[Task objective] In the records below, begin at the line containing "Target: clear blue sky" and end at the line containing "Target: pink flower"; quote every line in that span exactly, including both boundary lines, and no others.

---*---

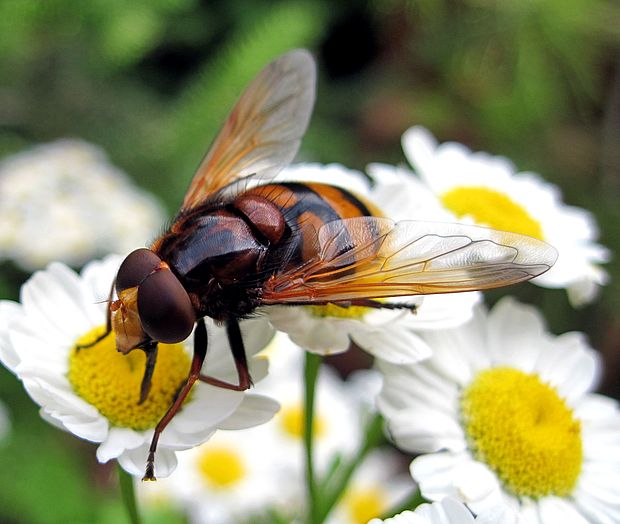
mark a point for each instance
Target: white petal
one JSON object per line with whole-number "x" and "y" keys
{"x": 515, "y": 334}
{"x": 554, "y": 509}
{"x": 421, "y": 430}
{"x": 571, "y": 366}
{"x": 435, "y": 472}
{"x": 253, "y": 411}
{"x": 118, "y": 441}
{"x": 207, "y": 408}
{"x": 393, "y": 343}
{"x": 9, "y": 311}
{"x": 133, "y": 461}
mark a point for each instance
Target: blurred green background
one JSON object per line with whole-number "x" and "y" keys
{"x": 151, "y": 81}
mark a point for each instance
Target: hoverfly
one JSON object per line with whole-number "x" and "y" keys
{"x": 242, "y": 240}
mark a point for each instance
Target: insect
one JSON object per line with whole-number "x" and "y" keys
{"x": 243, "y": 240}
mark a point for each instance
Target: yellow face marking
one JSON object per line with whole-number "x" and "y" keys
{"x": 111, "y": 381}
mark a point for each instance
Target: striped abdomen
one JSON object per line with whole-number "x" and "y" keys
{"x": 305, "y": 208}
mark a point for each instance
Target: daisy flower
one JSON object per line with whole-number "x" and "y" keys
{"x": 488, "y": 190}
{"x": 237, "y": 475}
{"x": 448, "y": 511}
{"x": 336, "y": 411}
{"x": 388, "y": 334}
{"x": 226, "y": 479}
{"x": 93, "y": 393}
{"x": 377, "y": 486}
{"x": 503, "y": 412}
{"x": 88, "y": 206}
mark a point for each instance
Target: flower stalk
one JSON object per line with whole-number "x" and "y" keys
{"x": 311, "y": 371}
{"x": 128, "y": 495}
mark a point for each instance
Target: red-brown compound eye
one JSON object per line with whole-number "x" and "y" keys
{"x": 135, "y": 268}
{"x": 165, "y": 310}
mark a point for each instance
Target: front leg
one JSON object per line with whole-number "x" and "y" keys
{"x": 108, "y": 323}
{"x": 200, "y": 351}
{"x": 238, "y": 350}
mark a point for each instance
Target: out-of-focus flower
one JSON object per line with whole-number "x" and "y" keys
{"x": 337, "y": 426}
{"x": 448, "y": 511}
{"x": 236, "y": 476}
{"x": 64, "y": 201}
{"x": 388, "y": 334}
{"x": 503, "y": 413}
{"x": 487, "y": 190}
{"x": 93, "y": 393}
{"x": 376, "y": 487}
{"x": 226, "y": 479}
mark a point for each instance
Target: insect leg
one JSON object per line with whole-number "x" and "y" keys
{"x": 377, "y": 304}
{"x": 200, "y": 350}
{"x": 238, "y": 350}
{"x": 151, "y": 358}
{"x": 108, "y": 324}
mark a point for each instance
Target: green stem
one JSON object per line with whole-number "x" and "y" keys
{"x": 373, "y": 436}
{"x": 311, "y": 371}
{"x": 128, "y": 495}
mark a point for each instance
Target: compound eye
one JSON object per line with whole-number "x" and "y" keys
{"x": 164, "y": 307}
{"x": 135, "y": 268}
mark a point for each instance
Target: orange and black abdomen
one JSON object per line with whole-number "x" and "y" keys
{"x": 225, "y": 250}
{"x": 305, "y": 208}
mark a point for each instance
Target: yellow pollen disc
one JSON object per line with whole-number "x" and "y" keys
{"x": 522, "y": 429}
{"x": 291, "y": 419}
{"x": 491, "y": 208}
{"x": 365, "y": 504}
{"x": 111, "y": 381}
{"x": 221, "y": 466}
{"x": 332, "y": 310}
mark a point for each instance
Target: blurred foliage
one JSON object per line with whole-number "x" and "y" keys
{"x": 152, "y": 80}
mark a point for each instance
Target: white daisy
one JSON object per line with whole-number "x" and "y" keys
{"x": 227, "y": 479}
{"x": 64, "y": 201}
{"x": 336, "y": 413}
{"x": 93, "y": 392}
{"x": 235, "y": 476}
{"x": 488, "y": 190}
{"x": 448, "y": 511}
{"x": 388, "y": 334}
{"x": 377, "y": 486}
{"x": 505, "y": 408}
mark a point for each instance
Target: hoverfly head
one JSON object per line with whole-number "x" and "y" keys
{"x": 152, "y": 304}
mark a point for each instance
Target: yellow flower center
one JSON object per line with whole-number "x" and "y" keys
{"x": 363, "y": 504}
{"x": 292, "y": 422}
{"x": 111, "y": 381}
{"x": 332, "y": 310}
{"x": 522, "y": 429}
{"x": 491, "y": 208}
{"x": 221, "y": 466}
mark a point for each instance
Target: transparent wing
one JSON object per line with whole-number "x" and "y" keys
{"x": 370, "y": 257}
{"x": 264, "y": 129}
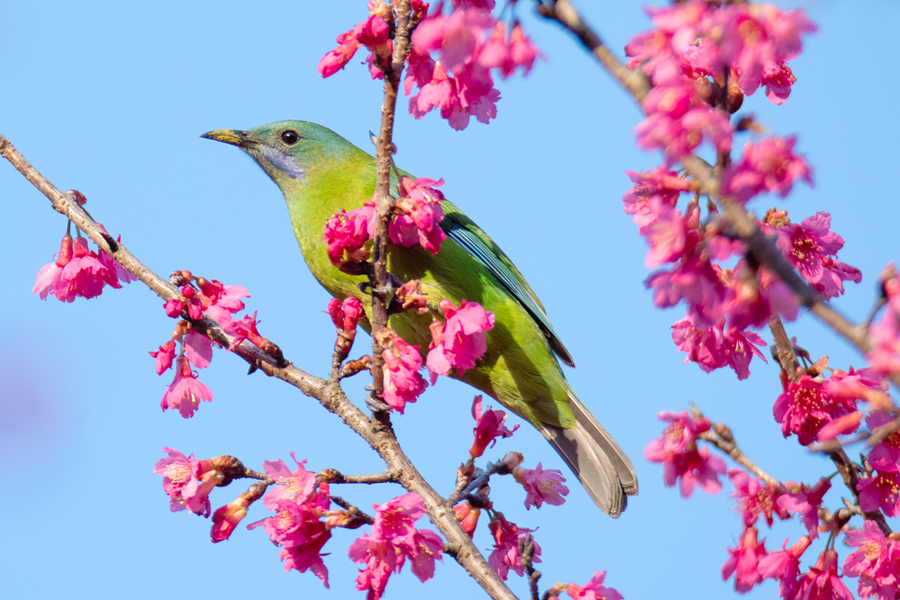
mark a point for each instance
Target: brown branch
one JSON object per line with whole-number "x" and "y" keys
{"x": 743, "y": 222}
{"x": 328, "y": 393}
{"x": 722, "y": 438}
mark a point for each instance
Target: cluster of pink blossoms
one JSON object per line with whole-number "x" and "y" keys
{"x": 416, "y": 220}
{"x": 200, "y": 297}
{"x": 79, "y": 271}
{"x": 458, "y": 82}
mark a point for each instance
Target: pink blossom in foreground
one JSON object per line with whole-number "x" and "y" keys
{"x": 876, "y": 562}
{"x": 756, "y": 498}
{"x": 804, "y": 408}
{"x": 164, "y": 356}
{"x": 185, "y": 392}
{"x": 506, "y": 555}
{"x": 393, "y": 539}
{"x": 402, "y": 381}
{"x": 299, "y": 532}
{"x": 677, "y": 450}
{"x": 744, "y": 561}
{"x": 880, "y": 491}
{"x": 489, "y": 425}
{"x": 823, "y": 582}
{"x": 541, "y": 486}
{"x": 459, "y": 342}
{"x": 806, "y": 502}
{"x": 812, "y": 248}
{"x": 593, "y": 589}
{"x": 187, "y": 481}
{"x": 768, "y": 165}
{"x": 784, "y": 566}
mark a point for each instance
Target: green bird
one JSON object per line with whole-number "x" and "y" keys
{"x": 320, "y": 173}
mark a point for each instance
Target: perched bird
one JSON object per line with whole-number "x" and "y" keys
{"x": 321, "y": 173}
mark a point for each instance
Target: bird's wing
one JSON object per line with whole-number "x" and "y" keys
{"x": 462, "y": 230}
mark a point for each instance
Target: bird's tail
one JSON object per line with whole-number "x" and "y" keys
{"x": 596, "y": 459}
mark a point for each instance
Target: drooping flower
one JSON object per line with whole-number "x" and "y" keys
{"x": 459, "y": 342}
{"x": 506, "y": 554}
{"x": 744, "y": 561}
{"x": 541, "y": 486}
{"x": 823, "y": 582}
{"x": 784, "y": 566}
{"x": 185, "y": 392}
{"x": 489, "y": 425}
{"x": 804, "y": 408}
{"x": 187, "y": 481}
{"x": 806, "y": 502}
{"x": 593, "y": 589}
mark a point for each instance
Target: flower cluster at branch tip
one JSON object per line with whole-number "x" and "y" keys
{"x": 393, "y": 539}
{"x": 79, "y": 271}
{"x": 677, "y": 449}
{"x": 470, "y": 42}
{"x": 460, "y": 341}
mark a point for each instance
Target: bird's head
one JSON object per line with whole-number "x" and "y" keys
{"x": 286, "y": 150}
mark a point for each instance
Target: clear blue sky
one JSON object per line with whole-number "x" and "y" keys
{"x": 110, "y": 98}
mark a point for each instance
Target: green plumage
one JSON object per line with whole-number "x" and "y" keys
{"x": 321, "y": 173}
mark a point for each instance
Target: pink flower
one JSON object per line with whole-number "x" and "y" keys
{"x": 784, "y": 565}
{"x": 488, "y": 427}
{"x": 402, "y": 381}
{"x": 677, "y": 450}
{"x": 541, "y": 486}
{"x": 880, "y": 491}
{"x": 393, "y": 539}
{"x": 164, "y": 356}
{"x": 812, "y": 248}
{"x": 593, "y": 589}
{"x": 187, "y": 481}
{"x": 804, "y": 408}
{"x": 348, "y": 235}
{"x": 806, "y": 502}
{"x": 459, "y": 342}
{"x": 506, "y": 553}
{"x": 185, "y": 392}
{"x": 876, "y": 562}
{"x": 300, "y": 533}
{"x": 744, "y": 561}
{"x": 822, "y": 582}
{"x": 756, "y": 498}
{"x": 769, "y": 165}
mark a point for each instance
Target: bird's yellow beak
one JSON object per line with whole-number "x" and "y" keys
{"x": 229, "y": 136}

---*---

[Your response]
Target: clear blue sky
one JSON object per line with whole-number "x" and "y" keys
{"x": 110, "y": 98}
mark a point for each instance
Target: green plumage
one JSON object per line with whole-number "x" and "y" keys
{"x": 321, "y": 173}
mark a point for each instance
Target: pink flower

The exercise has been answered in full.